● **WHAT YOU WILL DO**
Restate word for word the lines in the listing below, starting at the line containing "Query: woman's belly" and ending at the line containing "[(158, 247), (280, 355), (113, 186)]", both included; leave out the rest.

● **SOURCE MATERIAL**
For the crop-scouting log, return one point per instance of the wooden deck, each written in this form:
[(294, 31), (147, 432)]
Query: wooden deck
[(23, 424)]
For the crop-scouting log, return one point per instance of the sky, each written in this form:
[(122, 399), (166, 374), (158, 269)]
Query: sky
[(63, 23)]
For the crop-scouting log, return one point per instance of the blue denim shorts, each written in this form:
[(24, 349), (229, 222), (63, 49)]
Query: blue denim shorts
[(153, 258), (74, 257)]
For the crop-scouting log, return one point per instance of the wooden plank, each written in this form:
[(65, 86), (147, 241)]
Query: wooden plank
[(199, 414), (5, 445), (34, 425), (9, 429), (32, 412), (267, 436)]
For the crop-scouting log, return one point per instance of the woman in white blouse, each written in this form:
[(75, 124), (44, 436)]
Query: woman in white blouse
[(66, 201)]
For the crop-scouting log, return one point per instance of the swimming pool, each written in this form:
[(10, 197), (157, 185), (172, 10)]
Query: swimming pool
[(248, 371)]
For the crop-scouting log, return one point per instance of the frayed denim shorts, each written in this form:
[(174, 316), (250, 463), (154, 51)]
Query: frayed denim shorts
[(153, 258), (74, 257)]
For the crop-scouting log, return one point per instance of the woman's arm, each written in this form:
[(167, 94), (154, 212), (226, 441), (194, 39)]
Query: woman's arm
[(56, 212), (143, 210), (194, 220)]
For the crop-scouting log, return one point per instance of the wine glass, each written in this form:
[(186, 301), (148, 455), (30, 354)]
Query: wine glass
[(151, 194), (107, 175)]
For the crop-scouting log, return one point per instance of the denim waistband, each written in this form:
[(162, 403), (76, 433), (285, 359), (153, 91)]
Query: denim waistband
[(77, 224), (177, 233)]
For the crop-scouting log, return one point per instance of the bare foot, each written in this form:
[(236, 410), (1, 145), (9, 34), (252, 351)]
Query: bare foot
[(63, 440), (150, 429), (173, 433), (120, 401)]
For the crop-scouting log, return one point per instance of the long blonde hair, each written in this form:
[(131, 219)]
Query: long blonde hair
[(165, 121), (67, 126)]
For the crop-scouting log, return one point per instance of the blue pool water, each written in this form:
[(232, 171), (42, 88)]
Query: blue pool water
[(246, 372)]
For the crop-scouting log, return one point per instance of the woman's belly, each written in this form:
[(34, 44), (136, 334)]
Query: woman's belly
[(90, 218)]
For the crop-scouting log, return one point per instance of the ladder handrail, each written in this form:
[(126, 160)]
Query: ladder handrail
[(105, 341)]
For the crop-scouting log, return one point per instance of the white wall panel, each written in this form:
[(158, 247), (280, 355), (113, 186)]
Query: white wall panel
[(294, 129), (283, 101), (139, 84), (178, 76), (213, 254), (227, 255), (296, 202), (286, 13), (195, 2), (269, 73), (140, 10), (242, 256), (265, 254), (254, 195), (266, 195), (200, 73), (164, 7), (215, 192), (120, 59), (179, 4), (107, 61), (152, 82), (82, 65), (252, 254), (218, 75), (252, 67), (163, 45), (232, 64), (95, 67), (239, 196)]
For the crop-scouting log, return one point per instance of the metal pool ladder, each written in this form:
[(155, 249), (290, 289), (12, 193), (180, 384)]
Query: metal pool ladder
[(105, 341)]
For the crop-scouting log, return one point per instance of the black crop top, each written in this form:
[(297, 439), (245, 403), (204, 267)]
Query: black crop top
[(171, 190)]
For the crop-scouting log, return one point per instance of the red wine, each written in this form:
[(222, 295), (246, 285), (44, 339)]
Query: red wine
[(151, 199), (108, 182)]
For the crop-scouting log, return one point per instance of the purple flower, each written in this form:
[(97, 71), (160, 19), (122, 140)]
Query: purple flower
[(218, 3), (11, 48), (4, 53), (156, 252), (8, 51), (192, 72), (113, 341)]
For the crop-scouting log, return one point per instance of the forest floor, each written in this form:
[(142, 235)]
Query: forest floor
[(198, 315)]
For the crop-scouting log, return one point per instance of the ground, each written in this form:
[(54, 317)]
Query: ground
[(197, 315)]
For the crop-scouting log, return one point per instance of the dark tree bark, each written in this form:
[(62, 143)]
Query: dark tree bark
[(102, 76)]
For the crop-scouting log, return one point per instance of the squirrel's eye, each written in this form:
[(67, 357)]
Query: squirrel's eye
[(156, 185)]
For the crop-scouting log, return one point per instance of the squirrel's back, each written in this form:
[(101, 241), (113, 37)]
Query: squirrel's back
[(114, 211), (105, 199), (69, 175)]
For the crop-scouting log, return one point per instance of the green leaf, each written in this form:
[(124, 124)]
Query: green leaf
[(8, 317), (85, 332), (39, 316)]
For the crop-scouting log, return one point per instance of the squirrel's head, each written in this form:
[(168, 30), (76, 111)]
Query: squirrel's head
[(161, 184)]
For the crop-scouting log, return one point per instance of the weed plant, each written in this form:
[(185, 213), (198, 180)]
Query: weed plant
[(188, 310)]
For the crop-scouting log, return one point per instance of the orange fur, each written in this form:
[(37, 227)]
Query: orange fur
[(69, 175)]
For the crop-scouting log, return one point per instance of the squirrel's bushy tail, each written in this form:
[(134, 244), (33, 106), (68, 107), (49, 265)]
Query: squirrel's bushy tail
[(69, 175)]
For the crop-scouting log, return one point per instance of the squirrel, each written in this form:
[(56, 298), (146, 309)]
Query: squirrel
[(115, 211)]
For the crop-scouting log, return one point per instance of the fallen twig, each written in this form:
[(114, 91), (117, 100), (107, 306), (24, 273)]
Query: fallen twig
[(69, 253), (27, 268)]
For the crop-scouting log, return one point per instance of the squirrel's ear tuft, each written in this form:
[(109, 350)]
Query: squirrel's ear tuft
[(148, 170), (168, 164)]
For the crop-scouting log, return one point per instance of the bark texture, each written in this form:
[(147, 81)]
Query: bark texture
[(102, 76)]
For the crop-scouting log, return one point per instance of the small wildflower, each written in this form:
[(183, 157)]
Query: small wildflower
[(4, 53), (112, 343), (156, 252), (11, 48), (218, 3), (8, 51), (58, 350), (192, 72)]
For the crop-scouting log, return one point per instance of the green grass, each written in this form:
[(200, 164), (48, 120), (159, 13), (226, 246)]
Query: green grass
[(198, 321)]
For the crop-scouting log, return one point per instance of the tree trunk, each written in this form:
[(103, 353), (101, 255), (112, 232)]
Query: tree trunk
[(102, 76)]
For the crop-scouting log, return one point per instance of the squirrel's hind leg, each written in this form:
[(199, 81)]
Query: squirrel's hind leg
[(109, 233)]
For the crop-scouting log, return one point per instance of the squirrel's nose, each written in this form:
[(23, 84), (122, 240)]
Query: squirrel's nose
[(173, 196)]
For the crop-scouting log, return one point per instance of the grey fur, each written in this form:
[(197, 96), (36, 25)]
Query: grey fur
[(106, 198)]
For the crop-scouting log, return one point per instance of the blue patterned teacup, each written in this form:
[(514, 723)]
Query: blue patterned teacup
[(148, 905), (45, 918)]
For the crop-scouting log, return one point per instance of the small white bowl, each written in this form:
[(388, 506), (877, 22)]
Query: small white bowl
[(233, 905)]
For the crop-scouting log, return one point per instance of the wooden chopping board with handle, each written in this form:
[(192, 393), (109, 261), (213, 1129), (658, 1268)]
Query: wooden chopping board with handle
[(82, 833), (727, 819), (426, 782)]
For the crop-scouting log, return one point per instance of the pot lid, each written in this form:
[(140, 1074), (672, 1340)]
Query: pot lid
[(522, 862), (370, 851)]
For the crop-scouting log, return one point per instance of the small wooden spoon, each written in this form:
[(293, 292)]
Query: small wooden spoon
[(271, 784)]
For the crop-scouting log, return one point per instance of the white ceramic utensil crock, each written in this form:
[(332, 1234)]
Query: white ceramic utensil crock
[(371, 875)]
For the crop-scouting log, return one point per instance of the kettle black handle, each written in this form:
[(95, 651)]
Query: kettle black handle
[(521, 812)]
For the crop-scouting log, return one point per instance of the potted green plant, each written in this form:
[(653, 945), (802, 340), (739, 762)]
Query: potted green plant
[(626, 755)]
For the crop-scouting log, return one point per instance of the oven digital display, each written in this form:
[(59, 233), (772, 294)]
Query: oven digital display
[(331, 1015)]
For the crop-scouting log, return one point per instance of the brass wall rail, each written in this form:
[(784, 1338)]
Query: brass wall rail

● **TASK SOLUTION**
Query: woman's belly
[(90, 218)]
For the crop-scouting log, return one point per instance of the ladder handrail, each written in this form:
[(126, 160)]
Query: ladder handrail
[(105, 341)]
For the crop-scouting log, return one point per instance of the white wall panel, each written in this form:
[(158, 247), (280, 355), (113, 186)]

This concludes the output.